§ EXTRAIT:
**********

Plus les années passent, plus je me plais à retrouver Jesus Volt, mes oreilles doivent sans doute s'habituer à leur façon d'aborder la chose musicale. Intéressant, intriguant même, et auteur d'une prestation à haute tension énergétique à Charmont en 2010, le groupe, à l'époque déjà remarqué et auréolé d'une solide réputation, a travaillé et s'est encore bonifié avec le temps au point de confirmer son statut de valeur sûre de la scène blues et rock française. Lord Tracy a soigné sa dégaine de dandy lubrique et malicieux, troquant son jean déchiré contre une élégance choisie et plutôt réussie, et la musique a aussi suivi le même chemin. Les années de scène commune ont soudé les musiciens, leur ont fait acquérir une réelle maîtrise de leurs prestations, y compris de l'espace scénique, et les morceaux aujourd'hui proposés témoignent de cette maturité, d'autant que la set-liste fait la part belle aux morceaux du dernier album. Ils participent grandement à l'impact scénique du groupe : bien construits, plus mélodiques à mon sens que dans les premiers albums gavés d'énergie, avec ce qu'il faut d'originalité pour faire dresser l'oreille, mais pas trop « barrés » quand même, servis par une rythmique parfaitement en place (deuxième concert de la soirée pour Julien, qui prend l'habitude de ce genre de marathon) et un guitariste toujours inventif et brillant, qu'on a plaisir à écouter et voir jouer, ils offrent à Lord Tracy un joli cadre pour se mettre en évidence. Et une pareille opportunité, pour un Lord Tracy, ça ne se refuse pas ! Le chanteur/harmoniciste a comme son groupe livré une prestation aboutie, à la fois dans la maîtrise et une apparente décontraction. A côté de ces nouveaux morceaux vraiment très intéressants, des classiques du groupe comme « Killmister » ont reçu un accueil plus que chaleureux du public, qui a réclamé avec insistance un rappel. Et pour sceller cette entente, le groupe a alors joué non pas un mais deux titres, dont, pour finir en trombe, le «  Burn with me » du dernier album.

Bien entendu, le dernier passage de Natchez fut chaleureux et réussi, avec toujours ce mélange de classiques du groupe comme « Chaman » et de standards avec pour terminer le célébrissime « La Grange » de ZZ Top, histoire de déclencher l'enthousiasme des spectateurs, avant que les Australiens de Vdelli, la sympathique tête d'affiche de ce festival, n'investissent la scène. Pour les habitués de la fête de Plug'n Play, ce groupe n'est pas non plus inconnu puisqu'ils avaient eux aussi déjà joué à Charmont en 2010 : autant dire qu'ils ont pu fêter leurs retrouvailles avec Jesus Volt. Au passage, félicitons chaudement les organisateurs pour avoir su détourner le groupe d'une escapade allemande, car il n'est pas toujours facile de gérer l'affiche d'un tel festival.

**********

§ LIGNES DE DONNÉES:
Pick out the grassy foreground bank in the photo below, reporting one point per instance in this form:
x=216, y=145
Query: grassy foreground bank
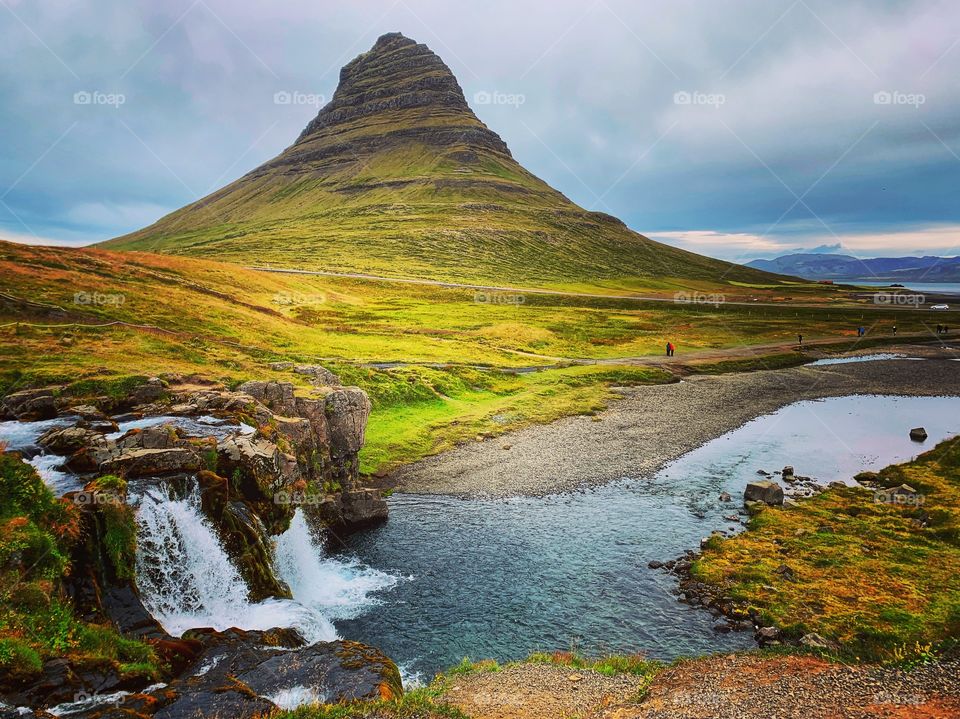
x=879, y=579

**********

§ EXERCICES:
• 1. Pour chacune des affirmations suivantes, indiquez si elle concorde avec l'extrait (oui ou non) et citez les mots décisifs de l'extrait. (a) Jesus Volt s'était déjà produit à Charmont en 2010. (b) En rappel, Jesus Volt n'a joué qu'un seul titre. (c) Natchez a conclu son passage par « La Grange » de ZZ Top.
• 2. Reproduisez fidèlement le passage de l'extrait qui va de "Bien entendu, le" jusqu'à "d'un tel festival." inclus.

§ CORRIGÉ DES EXERCICES:
• 1.
(a) Oui : « auteur d'une prestation à haute tension énergétique à Charmont en 2010 ».
(b) Non : « le groupe a alors joué non pas un mais deux titres ».
(c) Oui : « avec pour terminer le célébrissime « La Grange » de ZZ Top ».

• 2.
Bien entendu, le dernier passage de Natchez fut chaleureux et réussi, avec toujours ce mélange de classiques du groupe comme « Chaman » et de standards avec pour terminer le célébrissime « La Grange » de ZZ Top, histoire de déclencher l'enthousiasme des spectateurs, avant que les Australiens de Vdelli, la sympathique tête d'affiche de ce festival, n'investissent la scène. Pour les habitués de la fête de Plug'n Play, ce groupe n'est pas non plus inconnu puisqu'ils avaient eux aussi déjà joué à Charmont en 2010 : autant dire qu'ils ont pu fêter leurs retrouvailles avec Jesus Volt. Au passage, félicitons chaudement les organisateurs pour avoir su détourner le groupe d'une escapade allemande, car il n'est pas toujours facile de gérer l'affiche d'un tel festival.